### TASK ITEM
Each record below should be written out again exactly as given.
**** TASK DATA
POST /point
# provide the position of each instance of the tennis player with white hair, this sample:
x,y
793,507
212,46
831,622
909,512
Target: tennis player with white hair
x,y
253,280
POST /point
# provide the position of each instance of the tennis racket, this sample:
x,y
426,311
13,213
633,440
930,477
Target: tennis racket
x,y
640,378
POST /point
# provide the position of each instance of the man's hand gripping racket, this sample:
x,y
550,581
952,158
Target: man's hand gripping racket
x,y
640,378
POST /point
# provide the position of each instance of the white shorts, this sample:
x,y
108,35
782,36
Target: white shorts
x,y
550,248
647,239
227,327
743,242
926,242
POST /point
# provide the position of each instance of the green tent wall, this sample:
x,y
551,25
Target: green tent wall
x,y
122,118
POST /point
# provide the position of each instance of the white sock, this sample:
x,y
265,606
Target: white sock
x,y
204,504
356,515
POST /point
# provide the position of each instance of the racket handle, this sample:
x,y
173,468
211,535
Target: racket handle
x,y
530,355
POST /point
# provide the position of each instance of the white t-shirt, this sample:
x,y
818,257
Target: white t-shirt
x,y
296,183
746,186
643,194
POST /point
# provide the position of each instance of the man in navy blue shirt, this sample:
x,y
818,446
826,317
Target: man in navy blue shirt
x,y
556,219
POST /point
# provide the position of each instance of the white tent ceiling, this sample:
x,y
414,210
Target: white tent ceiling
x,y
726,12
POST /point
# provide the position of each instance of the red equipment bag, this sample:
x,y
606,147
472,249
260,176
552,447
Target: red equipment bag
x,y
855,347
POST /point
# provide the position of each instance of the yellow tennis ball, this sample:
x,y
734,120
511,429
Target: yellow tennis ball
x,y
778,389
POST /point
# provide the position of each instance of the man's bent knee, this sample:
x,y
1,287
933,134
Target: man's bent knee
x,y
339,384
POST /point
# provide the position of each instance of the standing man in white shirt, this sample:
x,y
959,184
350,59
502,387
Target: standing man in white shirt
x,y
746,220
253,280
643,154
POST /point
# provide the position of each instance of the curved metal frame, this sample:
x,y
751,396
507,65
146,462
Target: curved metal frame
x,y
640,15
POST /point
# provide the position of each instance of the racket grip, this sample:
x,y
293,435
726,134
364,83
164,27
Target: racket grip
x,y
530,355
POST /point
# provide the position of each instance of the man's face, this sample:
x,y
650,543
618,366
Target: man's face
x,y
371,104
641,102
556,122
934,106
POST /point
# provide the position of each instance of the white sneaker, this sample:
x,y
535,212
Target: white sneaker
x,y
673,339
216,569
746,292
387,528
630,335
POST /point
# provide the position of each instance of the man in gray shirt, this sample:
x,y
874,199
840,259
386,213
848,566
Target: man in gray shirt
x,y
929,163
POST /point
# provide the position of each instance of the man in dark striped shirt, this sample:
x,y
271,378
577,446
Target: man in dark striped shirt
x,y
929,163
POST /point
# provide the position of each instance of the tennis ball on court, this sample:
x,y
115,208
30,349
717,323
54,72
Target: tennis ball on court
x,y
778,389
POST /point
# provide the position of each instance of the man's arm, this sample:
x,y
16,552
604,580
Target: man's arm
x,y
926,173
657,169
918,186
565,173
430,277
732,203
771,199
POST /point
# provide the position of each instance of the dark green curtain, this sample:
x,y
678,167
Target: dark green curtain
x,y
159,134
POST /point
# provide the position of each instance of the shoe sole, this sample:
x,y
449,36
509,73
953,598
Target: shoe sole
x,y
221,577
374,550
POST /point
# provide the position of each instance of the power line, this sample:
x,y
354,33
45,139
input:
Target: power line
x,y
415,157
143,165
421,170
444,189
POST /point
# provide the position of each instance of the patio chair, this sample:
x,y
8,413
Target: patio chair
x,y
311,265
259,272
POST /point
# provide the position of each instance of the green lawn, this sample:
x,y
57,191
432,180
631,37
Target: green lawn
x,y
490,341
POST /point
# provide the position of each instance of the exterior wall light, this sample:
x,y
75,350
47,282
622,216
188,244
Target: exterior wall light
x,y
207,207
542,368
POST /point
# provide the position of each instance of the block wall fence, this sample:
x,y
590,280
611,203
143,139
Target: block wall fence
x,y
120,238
********
### RESPONSE TO THE TASK
POST /point
# provide the position of each instance of the tennis player with white hair, this sample:
x,y
793,507
212,46
831,622
909,512
Target: tennis player with white hair
x,y
253,280
POST /point
# provide the position of each instance of the tennis racket, this sample:
x,y
426,311
13,213
633,440
930,477
Target: tennis racket
x,y
640,378
POST /point
# provide the position of each instance of the man's hand gripping racket, this sample:
x,y
550,581
952,158
Target: man's hand gripping racket
x,y
640,378
POST /point
# provide the position of each instance of the white shorts, this sample:
x,y
108,35
782,36
Target: white shorts
x,y
550,248
647,239
227,327
743,242
926,242
POST /point
# provide the position of each instance of the green tent wall, this sample:
x,y
551,25
Target: green tent wall
x,y
122,118
POST /point
# provide the position of each instance of the white sock, this sample:
x,y
265,606
Target: white sock
x,y
204,504
356,515
POST /point
# provide the position of each instance of the racket handle, this sample:
x,y
173,468
211,535
Target: racket handle
x,y
530,355
POST /point
# provide the position of each instance of the white t-shirt, this sample:
x,y
818,257
Target: white t-shirt
x,y
296,183
746,186
643,194
POST /point
# provide the position of each instance of the man in navy blue shirt, this sample:
x,y
818,446
826,317
Target: man in navy blue shirt
x,y
556,219
POST /point
# provide the position of each instance of the white tent ceiling, this sample:
x,y
414,210
Target: white tent ceiling
x,y
726,12
POST /point
# provide the position of each instance of the red equipment bag, this sample:
x,y
606,147
472,249
260,176
552,447
Target: red equipment bag
x,y
855,347
POST /point
# provide the position of each instance of the yellow tennis ball, this sample:
x,y
734,120
511,429
Target: yellow tennis ball
x,y
778,389
POST /point
# provide the position of each instance of the man's bent knee, this sample:
x,y
1,287
933,134
Target: man's bent knee
x,y
339,384
POST /point
# provide the position of each instance of the standing man in white shirt, this sample:
x,y
959,184
350,59
502,387
Target: standing man in white shirt
x,y
746,220
253,280
643,154
POST /point
# provide the position of each instance of the curved metal frame, this sample:
x,y
751,396
507,65
146,462
Target: curved metal frame
x,y
640,15
POST /point
# provide the position of each instance of the racket grip, this sample:
x,y
293,435
726,134
364,83
164,27
Target: racket grip
x,y
530,355
POST /point
# provide the position of each instance of the man's face, this sample:
x,y
650,543
618,366
Target: man's face
x,y
371,104
641,102
556,122
934,106
POST /point
# provide the position of each instance of the white sneaker, this sample:
x,y
535,212
Target: white sneaker
x,y
673,339
216,569
746,292
387,528
630,335
POST /point
# provide the position of each instance of the man in gray shirt, this sample:
x,y
874,199
840,259
386,213
848,566
Target: man in gray shirt
x,y
929,163
POST /point
# provide the position of each instance of the man in dark striped shirt, this sample:
x,y
271,378
577,446
Target: man in dark striped shirt
x,y
929,163
POST /point
# provide the position of each instance of the tennis ball on court, this sample:
x,y
115,208
30,349
717,323
54,72
Target: tennis ball on court
x,y
778,389
POST /point
# provide the position of each instance of the man's arm, this sample:
x,y
16,552
604,580
Target: man's arm
x,y
926,173
657,169
918,186
565,173
430,277
732,203
771,199
POST /point
# provide the position of each instance of the dark green curtain, this sample:
x,y
678,167
Target: dark green curtain
x,y
159,134
POST /point
# provide the position of each instance of the shoe sole, this sample:
x,y
449,36
509,73
953,598
Target: shoe sole
x,y
221,577
374,550
POST /point
# provide the position of each instance of the power line, this sample:
x,y
354,33
45,139
input:
Target: power line
x,y
415,157
143,165
421,170
444,189
POST /point
# provide the position of each instance of the patio chair, this sample:
x,y
8,413
Target: patio chair
x,y
311,265
259,272
POST /point
# provide the position of each instance of the green lawn, this sample:
x,y
57,191
432,180
631,37
Target: green lawn
x,y
490,341
POST /point
# provide the position of each instance of the exterior wall light, this sample:
x,y
75,350
47,282
622,216
188,244
Target: exterior wall light
x,y
207,207
542,368
POST /point
# provide the position of each instance of the block wall fence, this sample:
x,y
590,280
611,203
143,139
Target: block wall fence
x,y
120,238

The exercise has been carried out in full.